Quote every entry word for word.

**MATERIAL PROVIDED:**
-- begin --

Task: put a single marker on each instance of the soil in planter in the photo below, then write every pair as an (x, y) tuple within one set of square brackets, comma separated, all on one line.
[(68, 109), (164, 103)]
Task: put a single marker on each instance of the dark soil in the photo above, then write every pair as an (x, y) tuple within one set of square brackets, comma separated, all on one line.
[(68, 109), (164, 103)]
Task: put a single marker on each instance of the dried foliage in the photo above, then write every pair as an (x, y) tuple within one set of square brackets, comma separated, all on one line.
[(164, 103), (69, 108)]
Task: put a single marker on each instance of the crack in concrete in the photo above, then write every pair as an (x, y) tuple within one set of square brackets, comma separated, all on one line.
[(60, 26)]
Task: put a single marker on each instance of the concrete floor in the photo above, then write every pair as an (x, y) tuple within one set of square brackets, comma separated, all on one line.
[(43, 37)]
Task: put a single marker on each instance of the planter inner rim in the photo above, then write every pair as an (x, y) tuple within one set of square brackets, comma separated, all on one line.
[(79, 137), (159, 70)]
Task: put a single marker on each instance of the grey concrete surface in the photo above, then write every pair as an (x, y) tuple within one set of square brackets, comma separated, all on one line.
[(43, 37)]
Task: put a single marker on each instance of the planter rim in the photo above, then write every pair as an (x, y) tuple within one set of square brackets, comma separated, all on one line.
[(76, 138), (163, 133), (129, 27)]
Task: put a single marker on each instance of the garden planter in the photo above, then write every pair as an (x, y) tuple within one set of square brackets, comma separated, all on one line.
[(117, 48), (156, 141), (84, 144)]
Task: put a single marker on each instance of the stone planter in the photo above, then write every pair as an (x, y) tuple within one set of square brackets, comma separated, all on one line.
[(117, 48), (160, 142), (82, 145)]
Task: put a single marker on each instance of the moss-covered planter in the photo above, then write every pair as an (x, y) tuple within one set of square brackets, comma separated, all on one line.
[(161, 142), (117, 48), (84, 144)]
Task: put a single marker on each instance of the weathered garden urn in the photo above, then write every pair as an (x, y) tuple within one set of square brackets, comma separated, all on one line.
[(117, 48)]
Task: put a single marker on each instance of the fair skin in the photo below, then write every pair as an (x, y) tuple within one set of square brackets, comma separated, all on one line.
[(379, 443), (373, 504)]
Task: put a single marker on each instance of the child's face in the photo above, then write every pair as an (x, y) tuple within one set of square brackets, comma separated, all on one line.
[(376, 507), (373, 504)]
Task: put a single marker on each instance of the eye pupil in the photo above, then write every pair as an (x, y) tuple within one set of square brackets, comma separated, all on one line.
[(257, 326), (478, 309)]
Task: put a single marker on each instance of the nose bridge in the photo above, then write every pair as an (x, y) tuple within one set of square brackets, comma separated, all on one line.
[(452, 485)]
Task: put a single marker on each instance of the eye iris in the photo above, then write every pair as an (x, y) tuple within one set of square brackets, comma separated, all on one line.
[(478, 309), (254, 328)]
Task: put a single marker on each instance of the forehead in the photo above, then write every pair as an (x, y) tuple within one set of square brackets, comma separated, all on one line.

-- end --

**TASK SOLUTION:**
Task: put a single marker on each instance of the soil in planter in the photo below, then write every pair as an (x, y) tuple within one set of square brackets, comma separated, all on one line.
[(68, 109), (164, 103)]
Task: put a single marker on each instance of the dark soil in the photo above, then write every pair as an (x, y) tuple within one set of square brackets, comma separated, all on one line.
[(68, 109), (164, 103)]
Task: put a single marker on each instance of the dried foliage in the photo above, then write every pair as an (x, y) tuple within one set of square brackets, comma separated, all on one line.
[(164, 103), (69, 108)]
Task: put a single marker on each instance of the crack in concrete in the photo above, then write every pair as an (x, y) tuple within one set of square brackets, comma separated, all on one line.
[(60, 26)]
Task: put a single marker on each instance of the concrete floor in the photo above, then write every pair as an (x, y) tuple within one set of square brackets, comma separated, all on one line.
[(43, 37)]
Task: put a single marker on each instance of the planter inner rim in the photo above, then write every pair as an (x, y) tuple within one set of square brackets, comma separated, all on one line.
[(79, 137), (159, 70)]
Task: put a single marker on each instance of the grey concrete surface in the photo above, then write every pair as an (x, y) tuple within one set of square brackets, comma separated, all on one line.
[(43, 37)]
Task: put a single marker on each instance of the planter rim in the photo above, then write every pair as an (x, y) tuple within one set of square brackets, comma separated, all on one line.
[(76, 138), (163, 133), (129, 27)]
Task: put a single marker on each instance of the garden planter in the photo above, then write every pair as an (x, y) tuple within one set of square brackets, comma separated, all on one line.
[(117, 48), (156, 141), (84, 144)]
Task: put a single marker on each instance of the stone planter in the photo above, then write every pair as an (x, y) tuple within one set of square brackets, comma separated, all on one line.
[(117, 48), (160, 142), (82, 145)]
Task: put a single marker on each instance of the moss-covered planter in the photo above, then write every pair as an (x, y) tuple within one set of square brackets, comma separated, all on one line.
[(161, 142), (117, 48), (84, 144)]
Task: put a single marker on each instance of the weathered garden urn in the photo above, then write every pair as an (x, y) tuple within one set of square brackets, comma separated, all on one line.
[(117, 48)]
Task: put a single marker on each instance of the fair skin in the photo below, then write every pair as an (x, y) tuple within one set of square brackets, comma separated, all on one line.
[(379, 443), (373, 504)]
Task: put a single marker on each instance of the child's face in the photo above, then write every pair as an (x, y) tuple within one set of square brackets, comma separated, all on one line.
[(376, 507), (373, 504)]
Task: put a single marker on each instance of the eye pupil in the photo above, then write every pair as an (x, y) tuple within one set of square brackets, comma separated, all on one line.
[(257, 326), (478, 309)]
Task: put a single marker on each instance of the nose bridge in the photo above, then write every pair as an (x, y) tuple within one set of square brackets, comma separated, all on one line.
[(452, 485)]
Task: put a single marker on each instance of the eye iris in the photo above, then write every pair as an (x, y) tuple within one set of square brackets, comma separated, all on one line.
[(478, 309), (254, 328)]
Task: put a single marker on each instance of the forehead in the photo above, then write every pair as an (x, y) tuple within one set of square brackets, comma separated, all on one line.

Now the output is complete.